» **ARTICLE**:
[start]

Top 5 Reasons to Visit Alaska (and a Cool Slideshow!)

Click to see our Alaska slideshow

I feel like I’m doing the great state of Alaska a disservice by limiting this list to five reasons, but “7,000,000 Reasons to Visit Alaska” would have been a bit excessive.

Alaska is by far the largest American state, and there is a LOT more to this place than snow and whale blubber.

1.) Great Outdoors/Final Frontier. If you’re a nature lover, Alaska is where you want to be. It’s an unspoiled wilderness boasting secluded bays and coves; lush temperate rain forest; mountains; caves and rocky islands; glowing blue glaciers; quaint fishing towns… not to mention abundant wildlife, like eagles, brown and black bears, humpback and orca whales, sea lions, seals, moose, caribou, deer, elk, otters, etc.

2.) An Active Family’s Dream-Come-True. For the outdoorsy, adventurous family looking for some fun bonding time, it doesn’t get any better than Alaska. You’ll cruise in style around floating chunks of ice in the Inside Passage, stopping throughout to explore via kayak or skiff, swim and snorkel, hike forest trails and enormous glaciers, fly over an icefield by helicopter and even ride a real dogsled.

[end]

Entries drawn from a collection:
[start]

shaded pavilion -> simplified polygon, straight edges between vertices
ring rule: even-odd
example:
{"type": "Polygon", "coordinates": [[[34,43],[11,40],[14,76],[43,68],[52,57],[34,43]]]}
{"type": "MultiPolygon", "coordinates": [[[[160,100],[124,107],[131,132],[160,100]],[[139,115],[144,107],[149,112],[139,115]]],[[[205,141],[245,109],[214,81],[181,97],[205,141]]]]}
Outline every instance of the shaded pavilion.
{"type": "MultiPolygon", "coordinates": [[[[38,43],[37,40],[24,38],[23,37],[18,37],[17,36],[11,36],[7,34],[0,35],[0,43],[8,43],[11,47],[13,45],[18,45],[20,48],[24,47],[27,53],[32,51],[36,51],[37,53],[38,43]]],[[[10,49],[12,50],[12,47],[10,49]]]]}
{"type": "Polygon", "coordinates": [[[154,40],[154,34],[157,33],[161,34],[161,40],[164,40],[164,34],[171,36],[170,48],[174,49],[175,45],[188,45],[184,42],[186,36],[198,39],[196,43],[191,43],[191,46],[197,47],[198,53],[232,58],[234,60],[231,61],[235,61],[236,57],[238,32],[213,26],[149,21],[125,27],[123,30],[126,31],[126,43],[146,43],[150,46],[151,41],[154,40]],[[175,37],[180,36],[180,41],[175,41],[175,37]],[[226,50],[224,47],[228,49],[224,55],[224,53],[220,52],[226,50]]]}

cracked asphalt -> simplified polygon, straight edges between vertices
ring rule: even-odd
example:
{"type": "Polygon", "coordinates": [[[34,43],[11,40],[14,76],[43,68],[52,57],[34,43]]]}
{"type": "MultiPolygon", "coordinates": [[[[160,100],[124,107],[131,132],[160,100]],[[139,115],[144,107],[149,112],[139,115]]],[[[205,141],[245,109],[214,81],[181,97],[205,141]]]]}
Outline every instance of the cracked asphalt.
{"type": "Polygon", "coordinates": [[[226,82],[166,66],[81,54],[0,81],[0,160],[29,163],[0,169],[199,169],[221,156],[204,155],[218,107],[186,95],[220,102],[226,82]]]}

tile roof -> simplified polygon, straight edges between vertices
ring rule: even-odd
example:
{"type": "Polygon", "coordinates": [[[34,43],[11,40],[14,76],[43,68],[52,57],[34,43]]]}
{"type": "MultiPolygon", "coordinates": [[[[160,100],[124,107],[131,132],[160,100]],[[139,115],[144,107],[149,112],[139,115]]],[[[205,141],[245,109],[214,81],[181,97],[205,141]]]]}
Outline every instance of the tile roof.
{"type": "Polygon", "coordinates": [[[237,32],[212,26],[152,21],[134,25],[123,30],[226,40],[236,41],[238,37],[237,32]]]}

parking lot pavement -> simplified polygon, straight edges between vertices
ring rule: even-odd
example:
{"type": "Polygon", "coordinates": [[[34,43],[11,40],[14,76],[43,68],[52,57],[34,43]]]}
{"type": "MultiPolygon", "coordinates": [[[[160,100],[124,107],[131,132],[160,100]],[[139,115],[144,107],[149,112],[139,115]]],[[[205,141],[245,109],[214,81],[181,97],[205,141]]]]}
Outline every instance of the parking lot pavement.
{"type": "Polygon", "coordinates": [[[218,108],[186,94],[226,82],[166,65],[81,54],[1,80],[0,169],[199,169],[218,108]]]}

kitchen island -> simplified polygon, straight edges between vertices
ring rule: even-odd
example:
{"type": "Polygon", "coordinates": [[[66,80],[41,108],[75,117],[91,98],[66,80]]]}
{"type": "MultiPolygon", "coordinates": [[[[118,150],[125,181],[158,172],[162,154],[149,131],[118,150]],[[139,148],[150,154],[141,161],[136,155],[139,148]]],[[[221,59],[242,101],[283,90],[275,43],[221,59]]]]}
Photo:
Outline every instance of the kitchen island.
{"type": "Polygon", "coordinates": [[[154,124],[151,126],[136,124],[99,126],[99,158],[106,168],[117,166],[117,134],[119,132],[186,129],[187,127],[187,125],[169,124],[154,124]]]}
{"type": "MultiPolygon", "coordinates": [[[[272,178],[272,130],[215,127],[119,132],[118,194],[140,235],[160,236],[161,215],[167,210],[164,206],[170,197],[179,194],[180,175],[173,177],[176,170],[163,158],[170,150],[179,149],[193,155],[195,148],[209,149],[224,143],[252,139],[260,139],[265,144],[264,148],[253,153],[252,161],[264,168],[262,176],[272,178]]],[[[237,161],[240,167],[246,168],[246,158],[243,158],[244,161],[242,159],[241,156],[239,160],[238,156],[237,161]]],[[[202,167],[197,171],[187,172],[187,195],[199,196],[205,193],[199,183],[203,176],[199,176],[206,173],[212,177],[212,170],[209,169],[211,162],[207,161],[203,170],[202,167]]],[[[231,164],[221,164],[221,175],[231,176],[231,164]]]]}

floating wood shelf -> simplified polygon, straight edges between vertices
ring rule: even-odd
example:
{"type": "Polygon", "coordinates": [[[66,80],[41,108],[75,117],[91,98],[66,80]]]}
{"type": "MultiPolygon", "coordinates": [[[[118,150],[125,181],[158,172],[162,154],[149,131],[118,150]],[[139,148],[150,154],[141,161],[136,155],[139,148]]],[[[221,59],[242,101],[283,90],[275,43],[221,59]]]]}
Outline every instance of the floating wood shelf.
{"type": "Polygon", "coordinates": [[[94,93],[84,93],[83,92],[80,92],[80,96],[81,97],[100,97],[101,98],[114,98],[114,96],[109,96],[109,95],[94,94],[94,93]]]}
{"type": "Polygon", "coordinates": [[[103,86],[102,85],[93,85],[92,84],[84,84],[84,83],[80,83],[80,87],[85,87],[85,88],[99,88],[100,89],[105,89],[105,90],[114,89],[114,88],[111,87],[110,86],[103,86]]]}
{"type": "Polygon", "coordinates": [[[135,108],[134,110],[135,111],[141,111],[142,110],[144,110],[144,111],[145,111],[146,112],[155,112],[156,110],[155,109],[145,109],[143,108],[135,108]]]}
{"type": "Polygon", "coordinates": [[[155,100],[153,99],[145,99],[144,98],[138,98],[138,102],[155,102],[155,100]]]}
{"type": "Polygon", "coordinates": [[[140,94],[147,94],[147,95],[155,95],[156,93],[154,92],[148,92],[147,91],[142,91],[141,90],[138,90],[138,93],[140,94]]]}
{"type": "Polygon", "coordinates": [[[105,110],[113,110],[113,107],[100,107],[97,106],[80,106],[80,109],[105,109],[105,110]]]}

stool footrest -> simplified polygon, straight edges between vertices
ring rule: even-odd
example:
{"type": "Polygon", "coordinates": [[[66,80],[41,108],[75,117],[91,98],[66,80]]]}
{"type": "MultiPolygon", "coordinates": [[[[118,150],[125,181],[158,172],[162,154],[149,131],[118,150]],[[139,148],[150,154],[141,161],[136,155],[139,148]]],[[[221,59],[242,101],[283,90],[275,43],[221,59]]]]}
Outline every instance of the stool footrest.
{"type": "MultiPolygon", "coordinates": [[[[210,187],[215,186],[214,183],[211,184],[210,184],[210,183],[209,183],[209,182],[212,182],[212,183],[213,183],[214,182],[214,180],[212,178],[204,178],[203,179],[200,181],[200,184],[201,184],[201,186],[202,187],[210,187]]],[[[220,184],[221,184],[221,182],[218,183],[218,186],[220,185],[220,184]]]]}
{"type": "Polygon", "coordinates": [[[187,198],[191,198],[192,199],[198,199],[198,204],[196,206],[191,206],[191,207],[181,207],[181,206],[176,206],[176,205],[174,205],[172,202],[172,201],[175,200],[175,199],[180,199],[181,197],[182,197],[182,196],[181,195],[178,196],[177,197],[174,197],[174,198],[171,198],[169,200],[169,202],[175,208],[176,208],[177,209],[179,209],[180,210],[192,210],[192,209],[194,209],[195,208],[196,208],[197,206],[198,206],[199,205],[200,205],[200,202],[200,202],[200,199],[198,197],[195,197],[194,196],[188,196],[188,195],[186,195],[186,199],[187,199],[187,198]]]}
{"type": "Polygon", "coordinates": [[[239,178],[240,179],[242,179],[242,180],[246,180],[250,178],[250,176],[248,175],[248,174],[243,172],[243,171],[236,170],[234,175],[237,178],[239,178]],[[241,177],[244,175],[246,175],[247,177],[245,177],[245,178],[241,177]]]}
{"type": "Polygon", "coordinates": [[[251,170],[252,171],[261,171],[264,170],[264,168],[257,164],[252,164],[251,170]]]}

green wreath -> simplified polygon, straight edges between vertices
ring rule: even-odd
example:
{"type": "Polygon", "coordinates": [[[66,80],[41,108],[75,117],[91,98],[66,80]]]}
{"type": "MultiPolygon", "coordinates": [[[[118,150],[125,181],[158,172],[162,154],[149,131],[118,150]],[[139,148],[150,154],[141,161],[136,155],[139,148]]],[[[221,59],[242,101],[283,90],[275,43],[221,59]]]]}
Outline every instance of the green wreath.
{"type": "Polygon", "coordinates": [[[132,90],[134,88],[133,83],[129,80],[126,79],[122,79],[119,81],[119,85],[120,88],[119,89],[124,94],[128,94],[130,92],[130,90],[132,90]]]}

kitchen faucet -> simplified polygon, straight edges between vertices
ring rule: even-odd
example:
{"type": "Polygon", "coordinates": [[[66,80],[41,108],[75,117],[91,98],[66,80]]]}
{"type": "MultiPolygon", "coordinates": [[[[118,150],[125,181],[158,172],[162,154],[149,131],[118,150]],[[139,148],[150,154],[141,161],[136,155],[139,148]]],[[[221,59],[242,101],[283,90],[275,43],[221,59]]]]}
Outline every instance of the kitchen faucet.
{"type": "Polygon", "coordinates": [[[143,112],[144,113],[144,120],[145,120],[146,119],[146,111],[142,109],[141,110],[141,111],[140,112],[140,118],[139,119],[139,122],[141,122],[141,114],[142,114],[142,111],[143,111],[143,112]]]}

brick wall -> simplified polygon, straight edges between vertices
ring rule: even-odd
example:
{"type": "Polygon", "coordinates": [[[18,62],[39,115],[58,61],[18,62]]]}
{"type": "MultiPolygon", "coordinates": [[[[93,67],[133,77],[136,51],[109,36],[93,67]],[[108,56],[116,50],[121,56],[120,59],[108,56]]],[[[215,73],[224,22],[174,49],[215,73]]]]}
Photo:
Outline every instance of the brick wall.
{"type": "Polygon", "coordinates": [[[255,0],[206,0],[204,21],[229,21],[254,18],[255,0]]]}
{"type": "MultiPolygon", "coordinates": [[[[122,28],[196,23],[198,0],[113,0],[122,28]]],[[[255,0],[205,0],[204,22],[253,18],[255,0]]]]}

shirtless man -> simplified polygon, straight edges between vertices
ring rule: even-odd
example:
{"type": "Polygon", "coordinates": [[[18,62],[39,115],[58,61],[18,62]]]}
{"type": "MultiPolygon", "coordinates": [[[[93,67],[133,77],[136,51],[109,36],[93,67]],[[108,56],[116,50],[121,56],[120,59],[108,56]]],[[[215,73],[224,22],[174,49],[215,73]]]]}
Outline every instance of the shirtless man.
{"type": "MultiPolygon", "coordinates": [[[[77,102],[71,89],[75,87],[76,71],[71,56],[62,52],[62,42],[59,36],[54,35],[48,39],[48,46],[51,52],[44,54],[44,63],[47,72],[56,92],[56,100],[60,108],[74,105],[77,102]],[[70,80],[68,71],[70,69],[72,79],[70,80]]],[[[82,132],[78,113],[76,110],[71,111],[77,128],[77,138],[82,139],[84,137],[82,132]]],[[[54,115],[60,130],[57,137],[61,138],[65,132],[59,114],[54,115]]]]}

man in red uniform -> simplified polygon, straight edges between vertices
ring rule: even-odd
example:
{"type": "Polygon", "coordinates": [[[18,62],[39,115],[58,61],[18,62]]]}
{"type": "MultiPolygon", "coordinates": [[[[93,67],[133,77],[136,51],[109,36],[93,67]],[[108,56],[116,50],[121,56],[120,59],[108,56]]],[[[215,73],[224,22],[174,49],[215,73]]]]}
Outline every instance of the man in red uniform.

[end]

» **SET EXERCISE 1**:
Answer these questions about the Alaska article.
(a) What does the article say Alaska is by far, among American states?
(b) What color are the glaciers in the first reason?
(c) In the second reason, by what means do you fly over an icefield?
» **SET EXERCISE 2**: Retype everything in the Alaska article from "I feel like" down to "a bit excessive.".
These rows have no connection to the Alaska article.

» **RIGHT ANSWER 1**:
(a) The largest
(b) Glowing blue
(c) By helicopter

» **RIGHT ANSWER 2**:
I feel like I’m doing the great state of Alaska a disservice by limiting this list to five reasons, but “7,000,000 Reasons to Visit Alaska” would have been a bit excessive.